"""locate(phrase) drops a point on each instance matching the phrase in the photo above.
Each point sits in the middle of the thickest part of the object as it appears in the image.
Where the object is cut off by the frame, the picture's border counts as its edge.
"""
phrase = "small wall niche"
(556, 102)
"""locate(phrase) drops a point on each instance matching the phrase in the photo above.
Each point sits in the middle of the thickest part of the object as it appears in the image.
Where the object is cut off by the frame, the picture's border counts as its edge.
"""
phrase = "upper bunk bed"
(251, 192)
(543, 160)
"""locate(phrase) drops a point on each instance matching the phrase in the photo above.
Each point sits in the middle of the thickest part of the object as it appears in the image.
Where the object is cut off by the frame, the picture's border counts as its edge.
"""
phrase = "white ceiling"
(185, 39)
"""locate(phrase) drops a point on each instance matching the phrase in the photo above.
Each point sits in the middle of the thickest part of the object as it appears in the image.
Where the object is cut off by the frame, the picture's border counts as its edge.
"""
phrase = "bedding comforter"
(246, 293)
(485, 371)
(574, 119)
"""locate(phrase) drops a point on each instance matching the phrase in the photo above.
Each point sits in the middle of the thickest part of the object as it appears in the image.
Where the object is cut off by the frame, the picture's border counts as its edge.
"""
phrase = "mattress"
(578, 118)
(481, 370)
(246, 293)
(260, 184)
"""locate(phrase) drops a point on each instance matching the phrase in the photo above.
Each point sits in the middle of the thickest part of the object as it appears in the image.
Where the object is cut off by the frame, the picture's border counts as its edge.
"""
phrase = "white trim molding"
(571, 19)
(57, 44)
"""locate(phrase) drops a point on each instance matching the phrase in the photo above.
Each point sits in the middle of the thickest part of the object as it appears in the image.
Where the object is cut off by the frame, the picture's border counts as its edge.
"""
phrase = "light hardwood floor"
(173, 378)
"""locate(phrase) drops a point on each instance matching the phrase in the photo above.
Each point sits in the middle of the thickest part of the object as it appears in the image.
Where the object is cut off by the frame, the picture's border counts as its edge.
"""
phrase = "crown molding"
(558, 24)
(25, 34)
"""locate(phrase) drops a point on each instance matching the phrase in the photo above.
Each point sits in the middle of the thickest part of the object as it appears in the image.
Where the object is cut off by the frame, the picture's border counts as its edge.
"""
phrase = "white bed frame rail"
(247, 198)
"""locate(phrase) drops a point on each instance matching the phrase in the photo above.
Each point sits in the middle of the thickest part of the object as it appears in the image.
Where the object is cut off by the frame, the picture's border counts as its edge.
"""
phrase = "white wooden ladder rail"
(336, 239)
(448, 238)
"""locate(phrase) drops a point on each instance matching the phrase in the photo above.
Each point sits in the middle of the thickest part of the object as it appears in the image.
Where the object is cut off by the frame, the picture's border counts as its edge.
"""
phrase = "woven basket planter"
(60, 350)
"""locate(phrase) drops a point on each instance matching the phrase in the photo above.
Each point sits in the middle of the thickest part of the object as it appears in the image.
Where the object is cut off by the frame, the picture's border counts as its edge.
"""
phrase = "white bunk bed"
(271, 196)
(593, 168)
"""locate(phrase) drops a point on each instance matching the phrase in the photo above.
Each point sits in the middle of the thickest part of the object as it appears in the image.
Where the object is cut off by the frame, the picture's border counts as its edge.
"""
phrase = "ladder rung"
______
## WHAT TO PRODUCE
Identify every line in the listing above that contains the word "rail", and copy each of those lines in full.

## RESPONSE FOR THIS EXERCISE
phrase = "white bed frame rail"
phrase = "white wooden ladder rail"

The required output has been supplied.